Re: ERROR: too many dynamic shared memory segments

From: Nicola Contu <nicola(dot)contu(at)gmail(dot)com>
To: Thomas Munro <thomas(dot)munro(at)gmail(dot)com>
Cc: Pavel Stehule <pavel(dot)stehule(at)gmail(dot)com>, "pgsql-generallists(dot)postgresql(dot)org" <pgsql-general(at)lists(dot)postgresql(dot)org>, Alessandro Aste <Alessandro(dot)aste(at)gtt(dot)net>
Subject: Re: ERROR: too many dynamic shared memory segments
Date: 2020-01-21 15:06:05
Message-ID: CAMTZZh2UL=+9VBD6SiADgN9r3HzNCZhpoPZbTFK2-1xhaXnMDw@mail.gmail.com
Views: Raw Message | Whole Thread | Download mbox | Resend email
Thread:
Lists: pgsql-general

Hey Thomas,
after a few months, we started having this issue again.
So we revert the work_mem parameter to 600MB instead of 2GB.
But the issue is still there. A query went to segmentation fault, the DB
went to recovery mode and our app went to read only for a few minutes.

I understand we can increase max_connections so we can have many more
segments.

My question is : is there a way to understand the number of segments we
reached?
Currently we have 220 max_conn so as your formula is 64 + 2* 220 we have
about 500 shared segments.
We would like to increase that number to 300 or 400 but would be great to
understand if there is a way to make sure we will solve the issue as it
requires a restart of the service.

I know you were also talking about a redesign this part in PostgreSQL. Do
you know if anything has changed in any of the newer versions after 11.5?

Thanks a lot,
Nicola

Il giorno gio 12 set 2019 alle ore 01:01 Thomas Munro <
thomas(dot)munro(at)gmail(dot)com> ha scritto:

> On Wed, Sep 11, 2019 at 11:20 PM Nicola Contu <nicola(dot)contu(at)gmail(dot)com>
> wrote:
> > If the error persist I will try to revert the work_mem.

▸ TASK REQUIREMENTS:
[1] Name every person listed in the From, To, and Cc lines of the mailing-list message on dynamic shared memory segments.
[2] Extend the mailing-list message on dynamic shared memory segments, picking up from its final line.
The listing has no connection to the mailing-list message on dynamic shared memory segments.

▸ DATA LINES:
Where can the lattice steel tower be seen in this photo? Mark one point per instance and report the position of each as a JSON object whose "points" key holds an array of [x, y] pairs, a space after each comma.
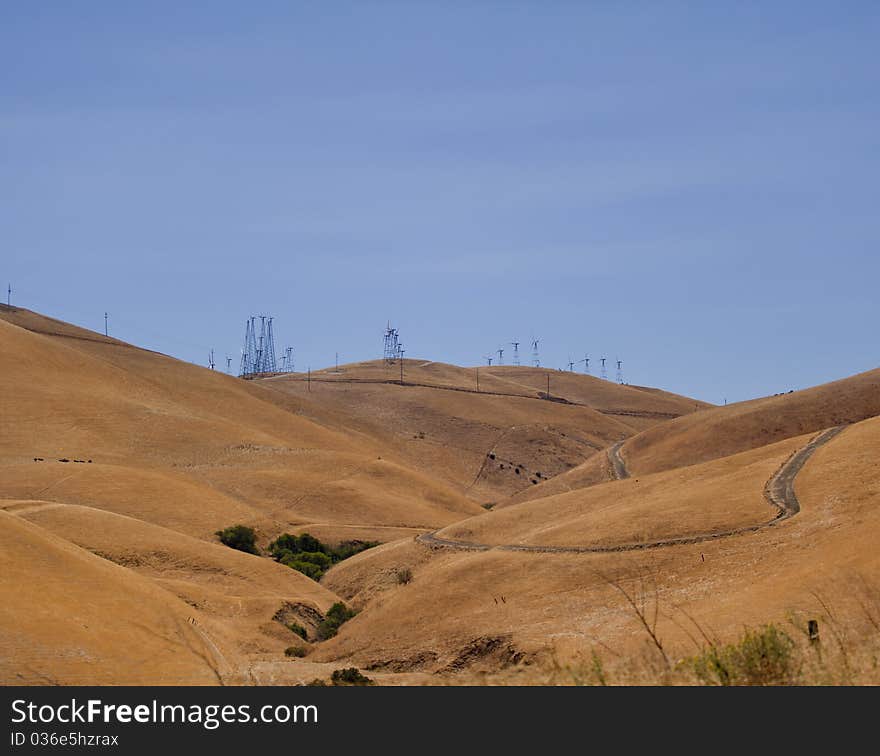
{"points": [[392, 345], [258, 354]]}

▸ THE REPLIES:
[1] Nicola Contu, Thomas Munro, Pavel Stehule, Alessandro Aste

[2]
> > Thanks a lot
>
> Hi Nicola,
>
> It's hard to say exactly what the cause of the problem is in your case
> and how to avoid it, without knowing what your query plans look like.
> PostgreSQL allows 64 + 2 * max_connections segments to exist a time,
> and it needs a number of them that depends on work_mem (in the case of
> Parallel Hash Join and Parallel Bitmap Index Scan), and also depends
> on the number of Gather nodes that appear in the plan, which in some
> unusual cases can result from partitioning.
>
> I've seen people reaching this error by running a lot of parallel
> queries concurrently. If that's the cause, then you can definitely
> get some relief by turning work_mem down, or by turning
> max_connections up (even though you don't want to allow more
> connections -- because it influences the formula for deciding on the
> DSM segment limit). We should probably adjust some of the internal
> constants to give us more slots, to avoid that problem, as discussed
> here:
>
>
> https://www.postgresql.org/message-id/flat/CA%2BhUKGL6H2BpGbiF7Lj6QiTjTGyTLW_vLR%3DSn2tEBeTcYXiMKw%40mail.gmail.com
>
> I've also seen people reaching this error by somehow coming up with
> plans that had a very large number of Gather nodes in them,
> corresponding to partitions; that's probably a bad plan (it'd
> presumably be better to terminate parallelism higher up in the plan,
> but these plans do seem to exist in the wild; I don't recall exactly
> why). I think we need a bit of a redesign so that if there are
> multiple Gather nodes, they share the same main DSM segment, instead
> of blowing through this limit.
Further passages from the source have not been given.